▶ **Stored entries**
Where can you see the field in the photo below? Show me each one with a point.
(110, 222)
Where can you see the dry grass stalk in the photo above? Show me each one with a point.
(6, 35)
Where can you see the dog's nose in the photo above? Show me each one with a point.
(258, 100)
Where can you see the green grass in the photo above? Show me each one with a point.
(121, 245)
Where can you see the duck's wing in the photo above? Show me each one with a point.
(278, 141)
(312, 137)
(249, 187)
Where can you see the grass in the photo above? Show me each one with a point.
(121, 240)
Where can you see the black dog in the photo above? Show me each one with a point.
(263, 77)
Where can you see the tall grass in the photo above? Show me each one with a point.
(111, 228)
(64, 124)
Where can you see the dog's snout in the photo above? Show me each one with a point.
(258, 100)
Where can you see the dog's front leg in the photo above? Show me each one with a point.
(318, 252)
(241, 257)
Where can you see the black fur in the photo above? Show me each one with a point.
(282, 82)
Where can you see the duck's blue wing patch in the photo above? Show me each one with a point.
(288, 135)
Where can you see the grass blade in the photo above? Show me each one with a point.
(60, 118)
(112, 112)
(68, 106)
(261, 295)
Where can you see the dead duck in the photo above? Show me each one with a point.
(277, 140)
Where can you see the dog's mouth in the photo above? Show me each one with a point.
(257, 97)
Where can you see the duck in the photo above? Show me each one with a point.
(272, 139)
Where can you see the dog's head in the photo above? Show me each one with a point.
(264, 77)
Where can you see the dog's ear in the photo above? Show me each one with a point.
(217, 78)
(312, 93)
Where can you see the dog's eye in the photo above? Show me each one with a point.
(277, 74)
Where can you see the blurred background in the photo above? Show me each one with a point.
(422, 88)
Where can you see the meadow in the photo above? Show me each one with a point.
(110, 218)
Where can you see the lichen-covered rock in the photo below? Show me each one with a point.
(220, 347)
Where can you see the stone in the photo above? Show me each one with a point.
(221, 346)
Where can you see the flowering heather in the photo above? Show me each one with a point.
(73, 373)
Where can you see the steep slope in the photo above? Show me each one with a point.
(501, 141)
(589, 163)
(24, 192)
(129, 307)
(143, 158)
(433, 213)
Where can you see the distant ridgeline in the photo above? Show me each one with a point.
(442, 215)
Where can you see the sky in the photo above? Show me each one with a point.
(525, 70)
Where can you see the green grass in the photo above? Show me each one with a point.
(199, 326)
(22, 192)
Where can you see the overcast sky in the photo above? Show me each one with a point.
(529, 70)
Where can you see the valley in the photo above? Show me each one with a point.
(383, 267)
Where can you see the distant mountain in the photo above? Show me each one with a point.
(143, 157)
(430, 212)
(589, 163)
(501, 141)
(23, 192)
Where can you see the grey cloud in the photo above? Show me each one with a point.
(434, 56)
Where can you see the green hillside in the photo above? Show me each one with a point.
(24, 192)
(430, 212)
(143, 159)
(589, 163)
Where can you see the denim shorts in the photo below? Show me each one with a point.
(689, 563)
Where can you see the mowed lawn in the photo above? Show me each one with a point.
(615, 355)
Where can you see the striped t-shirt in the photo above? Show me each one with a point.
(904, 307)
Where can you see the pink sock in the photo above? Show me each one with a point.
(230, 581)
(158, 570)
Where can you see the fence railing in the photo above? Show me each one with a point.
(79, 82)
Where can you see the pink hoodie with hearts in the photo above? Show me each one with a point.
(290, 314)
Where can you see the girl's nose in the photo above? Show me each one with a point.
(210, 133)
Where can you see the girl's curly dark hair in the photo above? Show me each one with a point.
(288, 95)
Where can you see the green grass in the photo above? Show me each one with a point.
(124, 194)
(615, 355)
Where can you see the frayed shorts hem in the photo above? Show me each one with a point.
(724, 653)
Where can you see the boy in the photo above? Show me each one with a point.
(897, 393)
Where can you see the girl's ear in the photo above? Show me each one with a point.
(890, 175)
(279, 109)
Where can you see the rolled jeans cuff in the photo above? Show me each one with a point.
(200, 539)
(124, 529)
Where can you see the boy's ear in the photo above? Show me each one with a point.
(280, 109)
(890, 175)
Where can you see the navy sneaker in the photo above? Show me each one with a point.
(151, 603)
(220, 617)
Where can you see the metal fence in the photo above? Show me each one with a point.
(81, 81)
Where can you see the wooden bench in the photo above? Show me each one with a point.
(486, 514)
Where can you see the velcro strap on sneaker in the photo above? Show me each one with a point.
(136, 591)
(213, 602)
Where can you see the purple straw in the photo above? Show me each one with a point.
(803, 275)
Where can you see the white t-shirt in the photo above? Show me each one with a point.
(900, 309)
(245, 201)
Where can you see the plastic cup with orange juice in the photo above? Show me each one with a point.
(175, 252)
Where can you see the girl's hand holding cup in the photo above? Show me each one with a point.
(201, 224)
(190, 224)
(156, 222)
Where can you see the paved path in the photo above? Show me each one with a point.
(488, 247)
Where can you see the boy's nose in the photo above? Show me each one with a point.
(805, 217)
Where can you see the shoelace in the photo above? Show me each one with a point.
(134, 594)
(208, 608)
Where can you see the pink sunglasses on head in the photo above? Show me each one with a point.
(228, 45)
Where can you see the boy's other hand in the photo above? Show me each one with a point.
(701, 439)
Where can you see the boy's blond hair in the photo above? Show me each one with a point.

▶ **To do**
Reproduce all of the records precisely. No word may differ.

▶ **Response**
Where can you see the field in the photo below? Show me each one with a point.
(110, 222)
Where can you see the dry grass stalk in the photo above? Show me each one with a point.
(6, 35)
Where can you see the dog's nose in the photo above? Show me each one with a point.
(258, 100)
Where can you see the green grass in the photo above? Show me each one with a point.
(121, 245)
Where can you see the duck's wing in the photo above? Show me each one with a point.
(278, 141)
(312, 137)
(249, 187)
Where can you see the grass in the photo above? Show me each one with a point.
(121, 240)
Where can you see the black dog in the photo above? Show me each one with a point.
(263, 77)
Where can you see the tall grass in the photo above? Show me each one with a point.
(111, 228)
(64, 124)
Where can you see the dog's snout in the photo above? Show me each one with a point.
(258, 100)
Where can you see the dog's front leg in the photo above? Show me each one with a point.
(318, 252)
(241, 257)
Where can you see the black fur in the photo above? Show me each one with a point.
(282, 82)
Where can you see the duck's blue wing patch in the photo above? Show me each one with a point.
(288, 135)
Where can you see the grass blade in the photo above? Show me each one with a point.
(60, 118)
(112, 112)
(68, 106)
(261, 295)
Where can you see the dead duck in the photo above? Show me each one with a point.
(277, 140)
Where can you see the dog's mouth in the photo above? Show me each one with a point.
(257, 97)
Where can you see the duck in the photo above? Show me each one with a point.
(272, 139)
Where can you see the dog's head in the photo above? Show me each one with a point.
(264, 77)
Where can you see the dog's ear in the photo above? Show me each one with a point.
(217, 78)
(312, 93)
Where can you see the dog's eye in the photo above? Show me each one with a point.
(277, 74)
Where can you see the blurred background in the photo above? Show me each one with a point.
(422, 88)
Where can you see the meadow in the photo above? Show me each one with a point.
(110, 218)
Where can you see the lichen-covered rock in the photo below? Show me each one with a point.
(220, 347)
Where can you see the stone in the photo above? Show me each one with a point.
(221, 346)
Where can you see the flowering heather in the photo above? Show me each one with a point.
(73, 373)
Where can you see the steep slope in the photo above? Show me each one with a point.
(501, 141)
(589, 163)
(24, 192)
(129, 307)
(143, 158)
(433, 213)
Where can you see the distant ridgeline in the photo above? Show me each one with a point.
(442, 215)
Where can you see the sky in the photo above? Show me each one with a point.
(525, 70)
Where can you see the green grass in the photo above? Show me each one with a point.
(199, 326)
(22, 192)
Where can you see the overcast sky in the photo above? Show me each one with a point.
(529, 70)
Where can you see the valley in the photo above? Show me each one with a point.
(383, 267)
Where can you see the distant mountain in the photo above? Show me each one with a point.
(143, 157)
(430, 212)
(589, 163)
(501, 141)
(23, 192)
Where can you see the grey cloud in the photo above? Show me each one with a point.
(434, 56)
Where can you see the green hillside in the photo above? Show me each one with a point.
(24, 192)
(430, 212)
(143, 159)
(589, 163)
Where can you see the denim shorts in the photo below? Show me each one with a point.
(689, 563)
Where can you see the mowed lawn in the photo above? Show me each one with a point.
(615, 355)
Where can you see the striped t-shirt in the photo above? Show me each one with a point.
(904, 307)
Where can you see the pink sock in the photo above? Show me each one with a point.
(230, 581)
(158, 570)
Where can you see the fence railing in the photo above? Show me each one with a point.
(79, 82)
Where can you see the pink hoodie with hearts in the photo above? Show me each one with a point.
(290, 314)
Where can you see the girl's nose in the photo above? Show me each one with a point.
(210, 133)
Where can you see the girl's curly dark hair in the photo above? Show me each one with a point.
(288, 95)
Where can you see the green grass in the photo above? Show me each one with a point.
(124, 194)
(615, 355)
Where can you see the frayed shorts hem in the photo above? Show me each one with a point.
(724, 653)
Where can you see the boy in the photo above? Show me each one with a point.
(897, 393)
Where can you see the girl's ear in the photo above? Show me each one with a point.
(890, 175)
(279, 109)
Where can you see the rolled jeans cuff in the photo above? Show me each one with a point.
(200, 539)
(124, 529)
Where can you see the boy's ear in the photo above? Show me each one with a point.
(280, 109)
(890, 175)
Where can you see the navy sneaker in the photo above? Show me each one with a point.
(151, 603)
(220, 617)
Where can you see the metal fence in the photo above? Show me each one with a point.
(81, 81)
Where can you see the wooden bench in the photo above? Show me each one with a point.
(486, 514)
Where can you see the velcro strap on sneaker in the photo above? Show me each one with a point.
(136, 591)
(213, 602)
Where can you see the purple straw in the photo above? Show me each one with a point.
(803, 275)
Where can you see the white t-shirt in the photo above? Show me each one with a point.
(900, 309)
(245, 201)
Where can you see the plastic cup with orange juice in the photo above? Show me each one with a point.
(175, 252)
Where can you see the girl's hand holding cup in the photo above? Show me each one with a point.
(201, 224)
(190, 224)
(156, 222)
Where can you see the paved path in the photo above? Show me each one with a point.
(488, 247)
Where can you see the boy's nose in the photo above? Show me each one with a point.
(805, 217)
Where can you see the shoelace in the photo above? Show me each one with a point.
(134, 594)
(208, 608)
Where can you see the pink sunglasses on head in the photo above? Show me each one with a point.
(228, 45)
Where can you see the boy's other hand in the photo above? Show me each one with a point.
(701, 439)
Where can you see the boy's blond hair in the photo above? Show me each one with a point.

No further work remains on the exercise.